■ **Supplied passage**:
━━━━━━

Omega-3 fatty acids prevent seizure related memory loss: Study
Brazil: Dietary omega-3 polyunsaturated fatty acids (n-3 PUFAs) had a positive impact on the glutamatergic system during seizure and helped in the prevention of seizure-related memory loss in adulthood, according to a recent study in the journal Nutritional Neuroscience.
The glutamatergic system is a fast-signalling system essential for processing of information in neuronal networks of the neocortex and hippocampus in particular. Glutamate is involved in the long-term potentiation process which is a neuronal model of memory.
Omega-3s are found naturally in some foods and are added to some fortified foods. The dietary sources of omega-3s include Fish and other seafood,Nuts and seeds,Plant oils and fortified foods such as certain brands of eggs, yogurt, juices, milk, soy beverages.
Júlia D. Moreira, Universidade Federal de Santa Catarina, Brazil, and colleagues investigated the influence of dietary n-3 PUFAs on glutamatergic system modulation after a single episode of neonatal seizures and their possible effects on seizure-induced long-lasting behavioral deficits.
Male Wistar rats receiving an omega-3 diet (n-3) or an n-3 deficient diet (D) from the prenatal period were subjected to a kainate-induced seizure model at P7. Glutamate transporter activity and immunocontents (GLT-1 and GLAST) were assessed in the hippocampus at 12, 24, and 48 h after the seizure episode. Fluorescence intensity for glial cells (GFAP) and neurons (NeuN) was assessed 24 h after seizure in the hippocampus. Behavioral analysis (elevated-plus maze and inhibitory avoidance memory task) was performed at 60 days of age.
Key findings of the study include:
- The D group showed a decrease in glutamate uptake 24 h after seizure.
- In this group only, the GLT1 content increased at 12 h, followed by a decrease at 24 h.
- GLAST increased up to 24 h after seizure. GFAP fluorescence was higher, and NeuN fluorescence decreased, in the D group independent of seizures.
- In adulthood, the D group presented memory deficits independent of seizures, but short-term memory (1.5 h after a training session) was abolished in the D group treated with kainate.
"N-3 PUFA positively influenced the glutamatergic system during seizure and prevented seizure-related memory deficits in adulthood," concluded the authors.
The study, "Dietary omega-3 fatty acids prevent neonatal seizure-induced early alterations in the hippocampal glutamatergic system and memory deficits in adulthood," is published in the journal Nutritional Neuroscience.

━━━━━━

■ **Records supplied**:
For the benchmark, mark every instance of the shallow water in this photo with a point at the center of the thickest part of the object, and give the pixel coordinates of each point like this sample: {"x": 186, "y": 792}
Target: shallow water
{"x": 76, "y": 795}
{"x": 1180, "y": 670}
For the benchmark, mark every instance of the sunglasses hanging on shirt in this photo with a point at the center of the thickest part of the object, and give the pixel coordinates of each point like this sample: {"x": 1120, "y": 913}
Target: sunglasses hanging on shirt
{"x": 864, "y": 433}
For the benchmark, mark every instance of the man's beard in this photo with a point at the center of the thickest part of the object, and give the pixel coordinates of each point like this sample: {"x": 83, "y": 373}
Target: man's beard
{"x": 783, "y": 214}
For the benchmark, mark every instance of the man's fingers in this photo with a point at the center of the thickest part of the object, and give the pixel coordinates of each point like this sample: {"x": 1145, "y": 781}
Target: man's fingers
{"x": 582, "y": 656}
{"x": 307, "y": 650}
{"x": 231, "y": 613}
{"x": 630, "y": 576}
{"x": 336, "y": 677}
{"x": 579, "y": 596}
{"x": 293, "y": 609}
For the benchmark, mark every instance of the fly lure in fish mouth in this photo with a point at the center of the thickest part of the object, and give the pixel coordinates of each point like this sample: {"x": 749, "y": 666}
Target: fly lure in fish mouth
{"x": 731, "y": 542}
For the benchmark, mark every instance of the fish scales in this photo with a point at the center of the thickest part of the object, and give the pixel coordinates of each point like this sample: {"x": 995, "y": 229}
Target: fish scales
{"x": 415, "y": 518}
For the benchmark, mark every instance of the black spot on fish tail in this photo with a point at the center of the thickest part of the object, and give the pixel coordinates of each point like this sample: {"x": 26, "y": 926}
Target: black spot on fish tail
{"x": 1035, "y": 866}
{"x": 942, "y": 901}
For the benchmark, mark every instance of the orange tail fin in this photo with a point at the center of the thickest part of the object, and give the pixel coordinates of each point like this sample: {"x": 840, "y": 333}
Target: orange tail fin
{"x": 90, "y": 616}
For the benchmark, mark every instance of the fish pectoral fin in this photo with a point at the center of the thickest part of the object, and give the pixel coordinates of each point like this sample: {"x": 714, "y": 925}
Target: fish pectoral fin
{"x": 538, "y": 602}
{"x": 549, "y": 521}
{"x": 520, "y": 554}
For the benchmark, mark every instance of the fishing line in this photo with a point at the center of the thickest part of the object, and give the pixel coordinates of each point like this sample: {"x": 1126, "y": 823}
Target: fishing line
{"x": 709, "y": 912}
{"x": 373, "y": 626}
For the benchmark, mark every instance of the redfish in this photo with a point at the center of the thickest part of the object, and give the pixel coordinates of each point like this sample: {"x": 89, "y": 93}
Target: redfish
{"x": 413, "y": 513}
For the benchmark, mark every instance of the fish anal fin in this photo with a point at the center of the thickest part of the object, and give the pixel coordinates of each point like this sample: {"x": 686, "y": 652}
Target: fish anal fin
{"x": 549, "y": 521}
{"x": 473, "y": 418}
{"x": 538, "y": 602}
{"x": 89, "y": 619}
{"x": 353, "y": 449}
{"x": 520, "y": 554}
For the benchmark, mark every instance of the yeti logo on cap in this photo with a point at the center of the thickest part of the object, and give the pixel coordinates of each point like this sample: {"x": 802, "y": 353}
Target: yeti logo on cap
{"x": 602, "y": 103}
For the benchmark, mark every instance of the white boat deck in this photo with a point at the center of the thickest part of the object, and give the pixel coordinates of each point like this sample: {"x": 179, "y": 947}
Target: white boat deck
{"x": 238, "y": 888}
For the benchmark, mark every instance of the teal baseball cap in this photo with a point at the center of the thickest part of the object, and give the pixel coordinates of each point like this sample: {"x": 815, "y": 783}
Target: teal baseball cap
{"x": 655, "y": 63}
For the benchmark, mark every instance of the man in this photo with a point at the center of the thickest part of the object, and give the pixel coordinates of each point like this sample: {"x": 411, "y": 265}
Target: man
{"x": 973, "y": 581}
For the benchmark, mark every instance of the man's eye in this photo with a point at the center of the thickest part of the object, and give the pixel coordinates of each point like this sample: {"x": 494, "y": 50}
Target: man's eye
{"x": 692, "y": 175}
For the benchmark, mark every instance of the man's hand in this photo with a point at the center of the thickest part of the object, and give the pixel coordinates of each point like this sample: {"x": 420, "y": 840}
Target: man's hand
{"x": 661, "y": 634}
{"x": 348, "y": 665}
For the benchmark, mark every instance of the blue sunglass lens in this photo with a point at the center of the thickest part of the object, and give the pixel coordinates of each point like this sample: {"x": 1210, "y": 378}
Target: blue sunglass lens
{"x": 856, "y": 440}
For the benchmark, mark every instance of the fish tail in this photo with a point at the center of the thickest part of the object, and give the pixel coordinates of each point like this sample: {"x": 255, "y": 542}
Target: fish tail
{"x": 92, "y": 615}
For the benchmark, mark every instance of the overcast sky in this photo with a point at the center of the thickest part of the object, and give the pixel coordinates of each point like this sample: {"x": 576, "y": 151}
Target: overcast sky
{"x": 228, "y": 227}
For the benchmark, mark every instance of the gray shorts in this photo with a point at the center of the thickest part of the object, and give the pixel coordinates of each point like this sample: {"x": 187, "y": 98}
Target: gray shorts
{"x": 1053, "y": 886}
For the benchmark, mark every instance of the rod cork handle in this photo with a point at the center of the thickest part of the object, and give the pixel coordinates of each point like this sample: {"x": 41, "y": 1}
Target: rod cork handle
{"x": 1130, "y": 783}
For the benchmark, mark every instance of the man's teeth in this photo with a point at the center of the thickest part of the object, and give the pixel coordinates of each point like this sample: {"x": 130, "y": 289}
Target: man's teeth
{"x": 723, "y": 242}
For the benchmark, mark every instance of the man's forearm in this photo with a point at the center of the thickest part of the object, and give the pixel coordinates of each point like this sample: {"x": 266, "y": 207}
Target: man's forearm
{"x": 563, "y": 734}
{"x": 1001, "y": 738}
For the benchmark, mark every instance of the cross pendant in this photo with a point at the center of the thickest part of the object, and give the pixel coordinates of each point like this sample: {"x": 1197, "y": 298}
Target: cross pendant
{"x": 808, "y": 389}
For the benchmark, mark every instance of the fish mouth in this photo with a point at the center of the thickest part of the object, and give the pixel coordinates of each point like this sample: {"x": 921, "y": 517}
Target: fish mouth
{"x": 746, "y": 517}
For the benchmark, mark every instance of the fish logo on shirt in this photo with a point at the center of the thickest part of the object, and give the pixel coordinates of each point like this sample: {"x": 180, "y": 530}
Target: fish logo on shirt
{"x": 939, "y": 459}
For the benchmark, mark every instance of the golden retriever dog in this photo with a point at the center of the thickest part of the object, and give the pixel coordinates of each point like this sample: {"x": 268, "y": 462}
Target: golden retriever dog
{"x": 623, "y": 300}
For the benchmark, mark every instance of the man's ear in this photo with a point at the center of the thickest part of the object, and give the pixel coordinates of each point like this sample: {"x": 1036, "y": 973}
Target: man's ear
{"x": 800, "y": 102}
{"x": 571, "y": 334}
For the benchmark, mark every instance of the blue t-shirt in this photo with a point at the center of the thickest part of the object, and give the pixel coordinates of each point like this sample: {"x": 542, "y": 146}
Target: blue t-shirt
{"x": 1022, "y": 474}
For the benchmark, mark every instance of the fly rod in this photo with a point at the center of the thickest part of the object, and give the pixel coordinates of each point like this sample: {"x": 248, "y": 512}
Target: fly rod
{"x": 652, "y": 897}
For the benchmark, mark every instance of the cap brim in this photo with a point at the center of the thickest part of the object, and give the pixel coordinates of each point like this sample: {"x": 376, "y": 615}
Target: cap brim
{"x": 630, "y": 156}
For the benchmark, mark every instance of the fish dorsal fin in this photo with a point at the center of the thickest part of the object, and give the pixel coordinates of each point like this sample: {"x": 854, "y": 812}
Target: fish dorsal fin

━━━━━━

■ **Problem A**:
In the omega-3 article, at what age were the rats given the behavioral analysis?
■ **Problem B**:
Quote the stretch of the omega-3 article from "Male Wistar rats" through "uptake 24 h after seizure.".

■ **Exercise solution A**:
At 60 days of age.

■ **Exercise solution B**:
Male Wistar rats receiving an omega-3 diet (n-3) or an n-3 deficient diet (D) from the prenatal period were subjected to a kainate-induced seizure model at P7. Glutamate transporter activity and immunocontents (GLT-1 and GLAST) were assessed in the hippocampus at 12, 24, and 48 h after the seizure episode. Fluorescence intensity for glial cells (GFAP) and neurons (NeuN) was assessed 24 h after seizure in the hippocampus. Behavioral analysis (elevated-plus maze and inhibitory avoidance memory task) was performed at 60 days of age.
Key findings of the study include:
- The D group showed a decrease in glutamate uptake 24 h after seizure.